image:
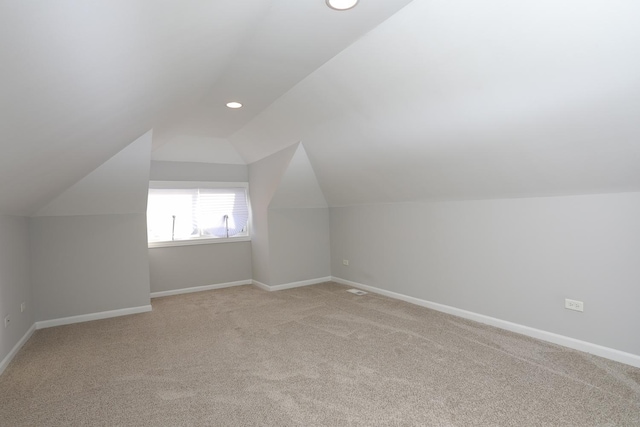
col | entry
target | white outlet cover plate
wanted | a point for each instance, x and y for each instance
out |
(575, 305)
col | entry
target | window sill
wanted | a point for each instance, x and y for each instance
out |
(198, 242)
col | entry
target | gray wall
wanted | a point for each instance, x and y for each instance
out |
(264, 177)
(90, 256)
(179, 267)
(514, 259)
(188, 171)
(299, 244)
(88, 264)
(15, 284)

------------------------------------------------------------

## 課題文
上のすべての項目を、「window sill」を「window ledge」に置き換え、ほかは変えずに書き直してください。画像は含めないでください。

## 出力結果
image:
col | entry
target | white outlet cover plate
wanted | a point for each instance, x and y for each instance
out |
(575, 305)
col | entry
target | window ledge
wanted | a point for each instance, x and y for each instance
out |
(198, 242)
col | entry
target | gray wall
wanted | a point for each instance, x and y for each instance
out |
(264, 177)
(90, 256)
(179, 267)
(514, 259)
(188, 171)
(299, 244)
(88, 264)
(15, 284)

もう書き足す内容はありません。